### Stated exercise 1
Reproduce the passage about the passenger who vanished from a cruise ship, word for word and in full.

### Page
The group departed Miami on Sunday, July 4, 1999, about Carnival Cruise Line’s ship, Destiny, a massive ship the size of three football fields that could hold 3,000 passengers. Joining Scavone on the cruise was his best friend, Jeff Simeone, 12 members of Simeone’s family, and some friends, including Alfred Rose and Jesse Brissette.

In the early morning of July 5, 1999, in international waters between Miami and San Juan, Puerto Rico, Scavone vanished from the ship. 

Around midnight, Scavone and his friends had been enjoying a few drinks at the ship’s disco on the fifth deck. According to his friends, Scavone felt sick thirty minutes later and departed to his cabin. He planned to stop at a restroom on his way.

Someone might have spiked his drink. 

When his friends returned to the cabin at 3:00 a.m., they assumed Scavone had met someone and would return in the morning. 

Yes, that would be a typical assumption at 3 a.m. Scavone said he did not feel good and was heading back to his room after stopping at the restroom. Well, that’s the story the group gave anyway.

By 10:00 a.m., Scavone still had not returned, so the friends went to the ship’s authorities to have him paged. He never answered.

Scavone was still missing by 10:00 p.m. and after a thorough cabin-to-cabin search by crew members.

Scavone’s mother asked for the itemized bill from her son’s sail card a few weeks later. Scavone had not gone anywhere or purchased anything after leaving the disco, and he never reentered his cabin.

In 2006, after viewing James’ case on the television show, Primetime, a woman recognized James as the person who went missing from the Destiny cruise ship that she was also on July 5, 1999.

### Records
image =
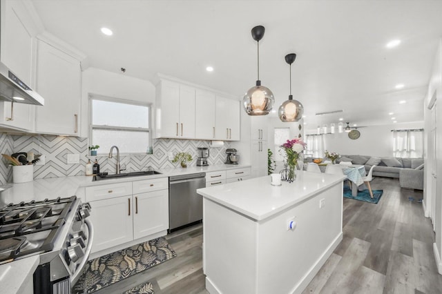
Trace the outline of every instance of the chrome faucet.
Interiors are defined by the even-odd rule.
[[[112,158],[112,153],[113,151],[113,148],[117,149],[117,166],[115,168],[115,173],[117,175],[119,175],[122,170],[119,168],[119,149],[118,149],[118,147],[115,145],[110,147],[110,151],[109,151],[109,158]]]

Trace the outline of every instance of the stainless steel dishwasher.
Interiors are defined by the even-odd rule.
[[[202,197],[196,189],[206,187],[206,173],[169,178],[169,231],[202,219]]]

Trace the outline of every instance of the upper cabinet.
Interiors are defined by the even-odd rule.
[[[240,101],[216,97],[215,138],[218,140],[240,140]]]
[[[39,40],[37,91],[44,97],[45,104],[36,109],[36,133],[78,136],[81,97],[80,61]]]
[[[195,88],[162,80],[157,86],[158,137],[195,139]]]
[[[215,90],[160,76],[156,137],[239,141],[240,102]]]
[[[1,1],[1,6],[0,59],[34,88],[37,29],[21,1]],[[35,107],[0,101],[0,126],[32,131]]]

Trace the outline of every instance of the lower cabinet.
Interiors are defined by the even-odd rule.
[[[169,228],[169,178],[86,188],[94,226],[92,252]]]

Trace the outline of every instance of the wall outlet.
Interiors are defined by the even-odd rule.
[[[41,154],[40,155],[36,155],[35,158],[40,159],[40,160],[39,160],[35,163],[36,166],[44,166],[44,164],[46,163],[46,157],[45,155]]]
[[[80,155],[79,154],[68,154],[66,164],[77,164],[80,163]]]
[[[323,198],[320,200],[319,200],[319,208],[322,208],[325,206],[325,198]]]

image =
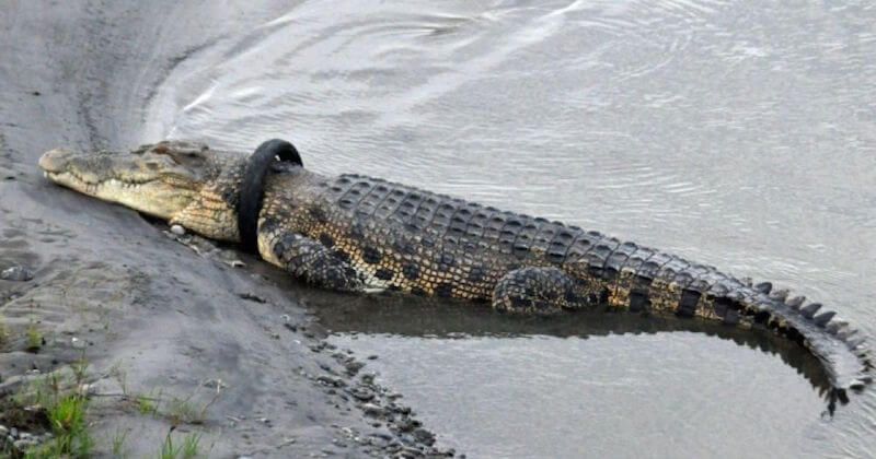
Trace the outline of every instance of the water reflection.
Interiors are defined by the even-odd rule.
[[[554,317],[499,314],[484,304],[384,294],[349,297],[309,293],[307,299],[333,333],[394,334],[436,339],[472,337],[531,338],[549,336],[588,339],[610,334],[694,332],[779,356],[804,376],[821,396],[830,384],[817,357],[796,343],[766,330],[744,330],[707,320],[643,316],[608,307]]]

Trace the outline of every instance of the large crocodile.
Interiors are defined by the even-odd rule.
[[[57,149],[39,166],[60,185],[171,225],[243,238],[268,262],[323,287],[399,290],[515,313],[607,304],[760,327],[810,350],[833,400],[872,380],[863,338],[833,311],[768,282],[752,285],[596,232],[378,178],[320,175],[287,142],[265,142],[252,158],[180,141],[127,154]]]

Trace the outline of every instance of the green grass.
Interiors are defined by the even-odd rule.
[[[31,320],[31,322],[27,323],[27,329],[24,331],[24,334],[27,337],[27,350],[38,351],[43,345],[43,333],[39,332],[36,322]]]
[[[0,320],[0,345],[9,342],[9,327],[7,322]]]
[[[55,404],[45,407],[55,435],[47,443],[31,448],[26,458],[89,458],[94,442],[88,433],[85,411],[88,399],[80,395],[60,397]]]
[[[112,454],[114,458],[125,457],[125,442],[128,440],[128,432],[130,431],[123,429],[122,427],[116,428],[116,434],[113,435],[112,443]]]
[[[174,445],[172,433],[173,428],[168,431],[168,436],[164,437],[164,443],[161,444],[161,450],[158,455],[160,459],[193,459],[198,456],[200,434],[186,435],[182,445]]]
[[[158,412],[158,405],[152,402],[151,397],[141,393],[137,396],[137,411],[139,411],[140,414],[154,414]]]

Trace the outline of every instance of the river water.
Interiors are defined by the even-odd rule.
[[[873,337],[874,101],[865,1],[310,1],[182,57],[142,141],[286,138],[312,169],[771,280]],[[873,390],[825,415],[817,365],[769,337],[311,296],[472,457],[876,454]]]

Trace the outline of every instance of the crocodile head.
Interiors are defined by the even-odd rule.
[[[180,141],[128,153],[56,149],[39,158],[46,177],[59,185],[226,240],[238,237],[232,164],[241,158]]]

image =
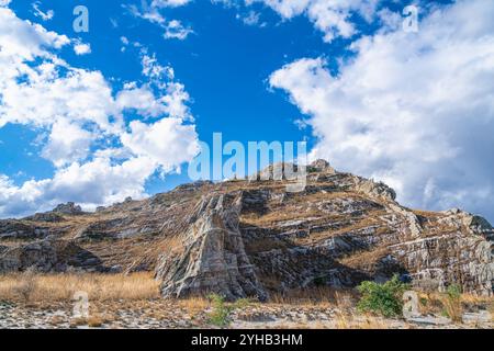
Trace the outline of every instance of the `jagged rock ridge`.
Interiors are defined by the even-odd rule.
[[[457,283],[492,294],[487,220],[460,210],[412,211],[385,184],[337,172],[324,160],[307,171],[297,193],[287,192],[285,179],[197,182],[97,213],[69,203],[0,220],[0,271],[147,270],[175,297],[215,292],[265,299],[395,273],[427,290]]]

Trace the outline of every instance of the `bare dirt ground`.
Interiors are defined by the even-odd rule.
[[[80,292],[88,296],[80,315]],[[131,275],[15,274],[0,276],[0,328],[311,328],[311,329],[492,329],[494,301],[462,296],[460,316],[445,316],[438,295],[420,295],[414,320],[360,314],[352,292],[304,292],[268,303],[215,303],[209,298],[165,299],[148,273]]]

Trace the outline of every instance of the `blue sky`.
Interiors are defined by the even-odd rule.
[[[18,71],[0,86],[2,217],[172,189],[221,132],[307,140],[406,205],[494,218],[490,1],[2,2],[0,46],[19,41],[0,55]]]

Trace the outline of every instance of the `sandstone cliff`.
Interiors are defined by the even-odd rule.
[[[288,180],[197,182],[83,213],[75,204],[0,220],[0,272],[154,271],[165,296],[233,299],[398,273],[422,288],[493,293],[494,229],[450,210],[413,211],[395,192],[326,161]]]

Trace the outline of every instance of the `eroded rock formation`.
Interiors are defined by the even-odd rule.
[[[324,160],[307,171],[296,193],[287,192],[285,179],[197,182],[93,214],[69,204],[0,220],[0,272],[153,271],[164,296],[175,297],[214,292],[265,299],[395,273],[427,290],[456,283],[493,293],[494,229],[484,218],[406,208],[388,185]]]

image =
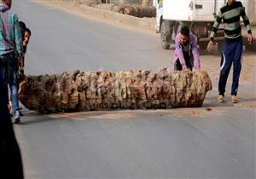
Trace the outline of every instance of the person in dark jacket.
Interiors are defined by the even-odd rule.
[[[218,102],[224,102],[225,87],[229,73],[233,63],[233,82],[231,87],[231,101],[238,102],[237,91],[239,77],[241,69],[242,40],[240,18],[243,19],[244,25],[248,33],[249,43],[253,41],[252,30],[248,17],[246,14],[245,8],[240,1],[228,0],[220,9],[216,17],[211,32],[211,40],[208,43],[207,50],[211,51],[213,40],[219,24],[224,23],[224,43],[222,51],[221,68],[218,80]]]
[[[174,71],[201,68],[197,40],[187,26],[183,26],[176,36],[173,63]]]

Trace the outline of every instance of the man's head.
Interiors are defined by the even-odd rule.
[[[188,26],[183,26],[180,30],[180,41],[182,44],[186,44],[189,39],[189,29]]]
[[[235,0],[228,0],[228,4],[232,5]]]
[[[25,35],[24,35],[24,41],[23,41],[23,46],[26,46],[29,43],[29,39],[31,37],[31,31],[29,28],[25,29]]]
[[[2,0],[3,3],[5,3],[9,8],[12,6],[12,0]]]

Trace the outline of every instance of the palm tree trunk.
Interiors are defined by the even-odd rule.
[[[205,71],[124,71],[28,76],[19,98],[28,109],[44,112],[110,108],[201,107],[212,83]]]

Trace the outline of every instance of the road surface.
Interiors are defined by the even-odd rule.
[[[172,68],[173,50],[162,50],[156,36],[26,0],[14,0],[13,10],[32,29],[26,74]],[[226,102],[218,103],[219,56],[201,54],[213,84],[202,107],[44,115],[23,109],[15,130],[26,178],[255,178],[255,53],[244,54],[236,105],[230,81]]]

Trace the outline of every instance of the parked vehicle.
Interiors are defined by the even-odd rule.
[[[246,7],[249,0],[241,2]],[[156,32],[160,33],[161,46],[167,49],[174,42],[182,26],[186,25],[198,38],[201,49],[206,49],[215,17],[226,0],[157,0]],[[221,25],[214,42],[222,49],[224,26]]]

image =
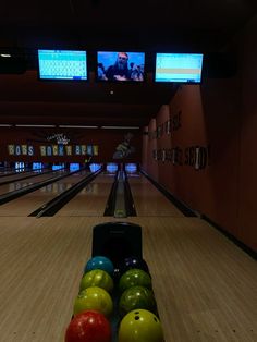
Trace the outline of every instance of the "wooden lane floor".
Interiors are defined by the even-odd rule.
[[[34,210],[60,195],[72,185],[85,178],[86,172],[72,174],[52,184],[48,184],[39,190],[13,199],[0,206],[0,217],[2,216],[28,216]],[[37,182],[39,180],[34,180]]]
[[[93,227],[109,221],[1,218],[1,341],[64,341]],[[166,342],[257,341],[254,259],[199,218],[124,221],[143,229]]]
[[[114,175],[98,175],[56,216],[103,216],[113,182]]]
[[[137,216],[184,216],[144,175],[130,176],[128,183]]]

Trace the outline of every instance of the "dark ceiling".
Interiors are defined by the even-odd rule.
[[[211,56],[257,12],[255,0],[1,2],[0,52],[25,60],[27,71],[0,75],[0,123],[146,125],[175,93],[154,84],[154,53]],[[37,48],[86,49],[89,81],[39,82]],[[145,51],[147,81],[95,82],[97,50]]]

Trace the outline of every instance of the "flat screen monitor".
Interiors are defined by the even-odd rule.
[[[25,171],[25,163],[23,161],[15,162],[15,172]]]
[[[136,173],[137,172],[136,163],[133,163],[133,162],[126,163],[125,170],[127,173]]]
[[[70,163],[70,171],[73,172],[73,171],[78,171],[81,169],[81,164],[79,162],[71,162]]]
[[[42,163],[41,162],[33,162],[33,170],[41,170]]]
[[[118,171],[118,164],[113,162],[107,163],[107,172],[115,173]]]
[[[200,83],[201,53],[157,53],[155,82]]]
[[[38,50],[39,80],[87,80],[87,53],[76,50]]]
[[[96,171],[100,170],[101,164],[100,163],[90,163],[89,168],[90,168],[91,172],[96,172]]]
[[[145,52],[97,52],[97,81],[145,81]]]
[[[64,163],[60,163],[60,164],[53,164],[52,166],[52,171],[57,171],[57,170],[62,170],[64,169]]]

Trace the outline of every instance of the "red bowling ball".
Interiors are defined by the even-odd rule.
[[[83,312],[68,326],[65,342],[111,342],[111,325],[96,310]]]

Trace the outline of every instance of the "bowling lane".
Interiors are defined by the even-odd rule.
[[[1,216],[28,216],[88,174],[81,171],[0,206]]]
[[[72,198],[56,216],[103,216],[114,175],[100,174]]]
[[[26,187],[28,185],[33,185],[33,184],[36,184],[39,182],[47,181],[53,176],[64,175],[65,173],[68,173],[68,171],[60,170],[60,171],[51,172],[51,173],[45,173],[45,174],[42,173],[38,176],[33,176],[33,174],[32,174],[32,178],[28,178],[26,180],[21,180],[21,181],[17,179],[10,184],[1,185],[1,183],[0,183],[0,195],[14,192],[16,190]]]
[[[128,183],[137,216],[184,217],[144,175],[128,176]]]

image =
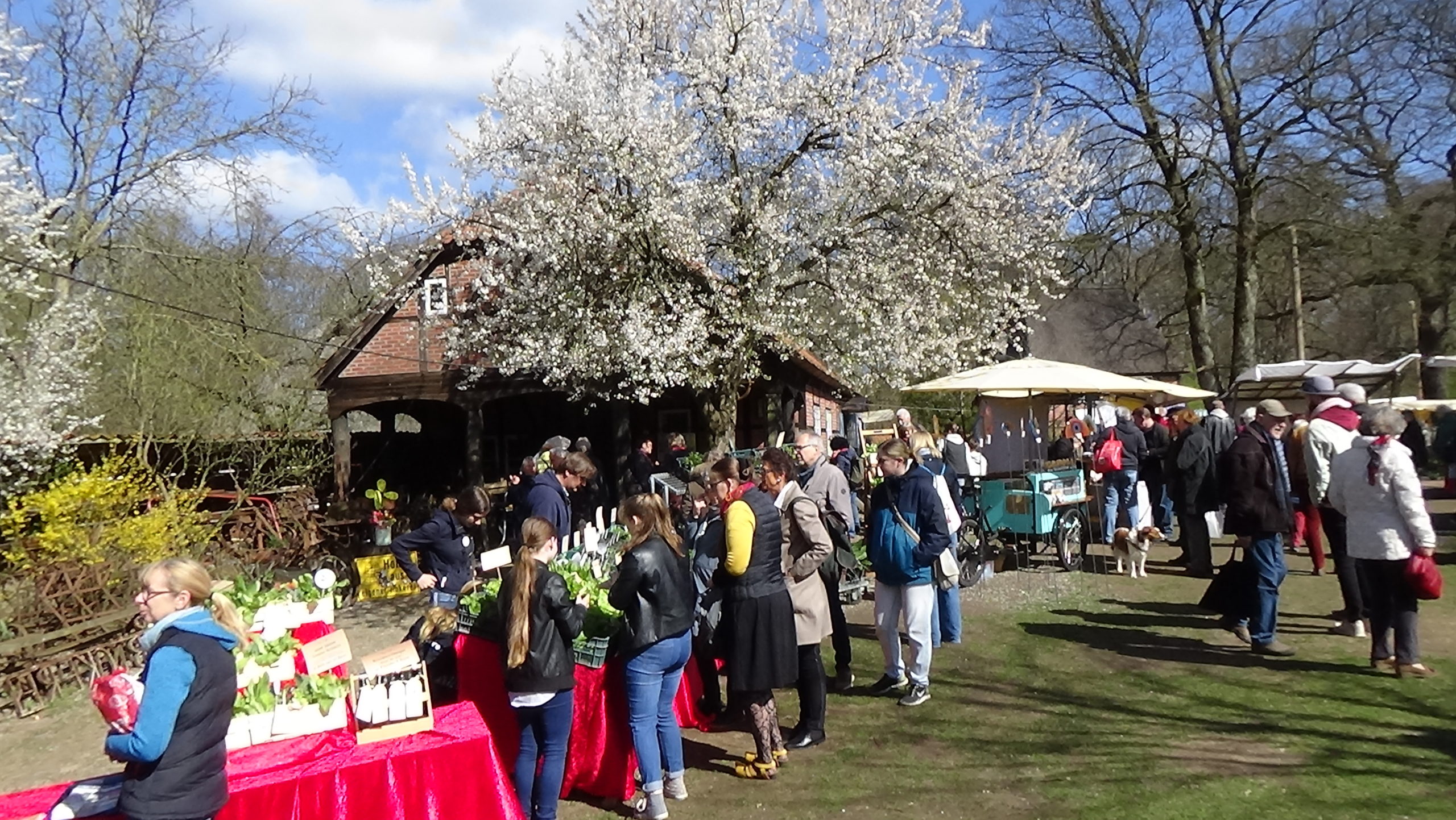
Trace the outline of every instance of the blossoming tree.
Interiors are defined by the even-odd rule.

### Stated exercise 2
How many lines of the records contain the string "lane", with case counting? Reply with only the number.

### Reply 1
The group departed Miami on Sunday, July 4, 1999, about Carnival Cruise Line’s ship, Destiny, a massive ship the size of three football fields that could hold 3,000 passengers. Joining Scavone on the cruise was his best friend, Jeff Simeone, 12 members of Simeone’s family, and some friends, including Alfred Rose and Jesse Brissette.

In the early morning of July 5, 1999, in international waters between Miami and San Juan, Puerto Rico, Scavone vanished from the ship. 

Around midnight, Scavone and his friends had been enjoying a few drinks at the ship’s disco on the fifth deck. According to his friends, Scavone felt sick thirty minutes later and departed to his cabin. He planned to stop at a restroom on his way.

Someone might have spiked his drink. 

When his friends returned to the cabin at 3:00 a.m., they assumed Scavone had met someone and would return in the morning. 

Yes, that would be a typical assumption at 3 a.m. Scavone said he did not feel good and was heading back to his room after stopping at the restroom. Well, that’s the story the group gave anyway.

By 10:00 a.m., Scavone still had not returned, so the friends went to the ship’s authorities to have him paged. He never answered.

Scavone was still missing by 10:00 p.m. and after a thorough cabin-to-cabin search by crew members.

Scavone’s mother asked for the itemized bill from her son’s sail card a few weeks later. Scavone had not gone anywhere or purchased anything after leaving the disco, and he never reentered his cabin.

In 2006, after viewing James’ case on the television show, Primetime, a woman recognized James as the person who went missing from the Destiny cruise ship that she was also on July 5, 1999.

### Reply 2
2